The listing below should be written out exactly; please include all of it.

The records
#####
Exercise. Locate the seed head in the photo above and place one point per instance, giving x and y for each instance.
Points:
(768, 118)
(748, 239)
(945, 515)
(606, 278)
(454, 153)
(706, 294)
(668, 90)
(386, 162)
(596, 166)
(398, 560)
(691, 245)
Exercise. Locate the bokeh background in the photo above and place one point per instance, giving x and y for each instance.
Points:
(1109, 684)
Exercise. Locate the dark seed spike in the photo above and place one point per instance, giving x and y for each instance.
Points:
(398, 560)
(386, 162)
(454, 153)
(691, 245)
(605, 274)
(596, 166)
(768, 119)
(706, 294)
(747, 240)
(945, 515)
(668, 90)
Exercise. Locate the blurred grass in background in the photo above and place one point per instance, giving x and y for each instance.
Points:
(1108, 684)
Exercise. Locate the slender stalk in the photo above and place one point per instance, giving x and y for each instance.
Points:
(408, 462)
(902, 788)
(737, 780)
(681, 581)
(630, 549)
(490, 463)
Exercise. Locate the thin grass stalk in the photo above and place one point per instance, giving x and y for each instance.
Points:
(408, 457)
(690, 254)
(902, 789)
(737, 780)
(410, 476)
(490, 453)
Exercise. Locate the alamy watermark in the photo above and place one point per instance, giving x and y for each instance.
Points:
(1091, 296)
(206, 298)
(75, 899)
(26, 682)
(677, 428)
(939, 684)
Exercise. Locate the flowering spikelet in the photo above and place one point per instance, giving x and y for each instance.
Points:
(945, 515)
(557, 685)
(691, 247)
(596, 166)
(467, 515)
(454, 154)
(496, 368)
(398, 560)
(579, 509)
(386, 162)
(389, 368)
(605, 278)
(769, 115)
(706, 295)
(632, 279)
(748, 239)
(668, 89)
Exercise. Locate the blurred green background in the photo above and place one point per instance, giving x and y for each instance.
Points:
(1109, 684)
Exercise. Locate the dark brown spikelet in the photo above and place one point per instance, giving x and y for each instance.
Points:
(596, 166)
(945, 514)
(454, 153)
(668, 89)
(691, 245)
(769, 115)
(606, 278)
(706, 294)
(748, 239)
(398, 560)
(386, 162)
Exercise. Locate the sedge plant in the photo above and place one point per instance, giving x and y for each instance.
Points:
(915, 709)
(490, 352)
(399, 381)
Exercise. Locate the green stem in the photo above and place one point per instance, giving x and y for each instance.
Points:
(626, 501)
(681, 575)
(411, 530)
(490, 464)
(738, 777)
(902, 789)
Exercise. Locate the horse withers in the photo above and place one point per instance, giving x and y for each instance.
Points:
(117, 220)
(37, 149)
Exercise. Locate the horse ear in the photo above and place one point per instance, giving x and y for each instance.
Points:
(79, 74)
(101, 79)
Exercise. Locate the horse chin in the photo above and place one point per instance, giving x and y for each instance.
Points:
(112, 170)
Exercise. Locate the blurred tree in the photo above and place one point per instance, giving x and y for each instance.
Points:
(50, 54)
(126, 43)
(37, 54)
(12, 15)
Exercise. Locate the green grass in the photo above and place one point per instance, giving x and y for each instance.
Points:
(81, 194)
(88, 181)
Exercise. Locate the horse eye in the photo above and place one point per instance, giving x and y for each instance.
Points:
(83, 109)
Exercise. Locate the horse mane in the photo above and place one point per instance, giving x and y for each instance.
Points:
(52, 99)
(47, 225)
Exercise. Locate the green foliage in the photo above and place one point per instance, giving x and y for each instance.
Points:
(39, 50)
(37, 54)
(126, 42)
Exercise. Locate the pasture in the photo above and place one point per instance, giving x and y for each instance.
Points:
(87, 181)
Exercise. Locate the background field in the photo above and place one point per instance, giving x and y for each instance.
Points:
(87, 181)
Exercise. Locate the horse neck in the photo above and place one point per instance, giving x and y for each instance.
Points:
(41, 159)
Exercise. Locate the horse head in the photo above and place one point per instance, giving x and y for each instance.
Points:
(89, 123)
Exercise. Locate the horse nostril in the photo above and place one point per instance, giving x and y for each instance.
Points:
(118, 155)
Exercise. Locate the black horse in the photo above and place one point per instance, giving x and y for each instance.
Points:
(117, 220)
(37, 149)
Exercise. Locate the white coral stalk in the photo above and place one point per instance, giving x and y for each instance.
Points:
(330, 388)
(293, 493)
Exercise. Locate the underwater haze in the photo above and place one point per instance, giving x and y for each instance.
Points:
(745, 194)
#####
Response
Exercise. Locate the seed head in the photo above and place one point per instance, giving x and y for each instance.
Points:
(768, 118)
(748, 239)
(945, 515)
(606, 278)
(454, 153)
(706, 294)
(668, 90)
(386, 162)
(596, 166)
(398, 560)
(691, 245)
Exercise. Locate the bokeh background in the photo above and place one point per instance, giving x and y for each instance.
Points:
(1109, 684)
Exercise. Locate the dark seed spike in the photo above and place one point per instance, giving x and y for each instance.
Points:
(398, 560)
(386, 162)
(454, 153)
(691, 245)
(605, 274)
(596, 166)
(768, 119)
(706, 294)
(747, 240)
(945, 515)
(668, 90)
Exercise. Locate the blurred grass in background in the photo above and place one point per instance, giving x and y for each instance.
Points:
(1108, 684)
Exercise. Locate the slender stalk in the photo above and place one point per instance, giving x and y for each instance.
Points:
(408, 462)
(902, 788)
(737, 780)
(681, 581)
(630, 549)
(490, 463)
Exercise. Locate the thin grass stalk in the photo above and place one point per instance, giving x and y for each instance.
Points:
(408, 457)
(690, 254)
(902, 789)
(737, 780)
(410, 476)
(490, 453)
Exercise. Locate the alamy watermark in the photo above and place one point per instance, giving x and y for each instance.
Points:
(1091, 296)
(206, 298)
(75, 899)
(26, 682)
(677, 428)
(939, 684)
Exercise. Locate the flowering spikelet in the photo above and place one point per instance, giving x and y for each instance.
Points:
(945, 515)
(557, 685)
(691, 247)
(596, 166)
(467, 515)
(454, 154)
(496, 368)
(398, 560)
(579, 509)
(386, 162)
(389, 368)
(605, 278)
(769, 115)
(706, 295)
(632, 279)
(748, 239)
(668, 89)
Exercise. Locate the blurred green background in the photo above and place one point per instance, giving x and y for each instance.
Points:
(1109, 684)
Exercise. Locate the dark brown spikelet in the photo above and place one point per instance, giving x and y for each instance.
Points:
(596, 166)
(945, 514)
(454, 153)
(668, 89)
(691, 245)
(769, 115)
(606, 278)
(706, 294)
(748, 239)
(398, 560)
(386, 162)
Exercise. Locate the sedge plant in the photo above and place one point per instance, giving x and y for each instance.
Points:
(915, 709)
(490, 352)
(399, 381)
Exercise. Locate the green stem in the photo above and place one point per instance, giving x and y for each instance.
Points:
(626, 501)
(681, 575)
(411, 530)
(490, 464)
(738, 777)
(902, 789)
Exercise. Locate the horse withers in the photo above and place one point per instance, giving x and y for each instance.
Points:
(117, 220)
(37, 149)
Exercise. Locate the horse ear in the photo above and place one point per instance, giving x and y for each instance.
Points:
(79, 74)
(101, 79)
Exercise. Locate the horse chin in the photo above and place one point per instance, giving x and y for each instance.
Points:
(112, 170)
Exercise. Locate the blurred tree in the photo above and place one point per instance, giving x and y for each instance.
Points:
(50, 54)
(126, 43)
(37, 54)
(12, 15)
Exercise. Locate the green grass in the photo above and place one point per instance, giving x and y for each instance.
Points:
(81, 194)
(88, 181)
Exercise. Locate the horse eye in the photo above and place one point per instance, giving x and y for each instance.
Points:
(83, 109)
Exercise. Locate the horse mane in the photo above and place one point per instance, giving x and y for each instance.
Points:
(52, 99)
(47, 225)
Exercise. Locate the green foliage in the photo above and place one point per instance, giving x and y for each instance.
Points:
(39, 50)
(37, 54)
(126, 42)
Exercise. Locate the pasture in the photo above and place one point per instance, giving x and y for each instance.
Points:
(87, 181)
Exercise. Locate the background field in the photo above and place one point per instance, giving x and y for each instance.
Points:
(87, 181)
Exercise. Locate the horse neck in the photo above and place one point per instance, giving x and y for each instance.
Points:
(41, 159)
Exercise. Locate the horse head in the photo above and place one point per instance, giving x and y for each instance.
Points:
(89, 123)
Exercise. Locate the horse nostril in the photo above and place one point per instance, giving x and y for each instance.
Points:
(118, 155)
Exercise. Locate the black horse in the photo above and place one point per instance, giving x and y for each instance.
Points:
(117, 220)
(37, 149)
Exercise. Locate the white coral stalk in the photo above and place one point per instance, giving x and y for each instance.
Points:
(330, 388)
(293, 493)
Exercise. Locate the underwater haze in the photo above and place one point per instance, giving x and y for each instance.
Points:
(745, 194)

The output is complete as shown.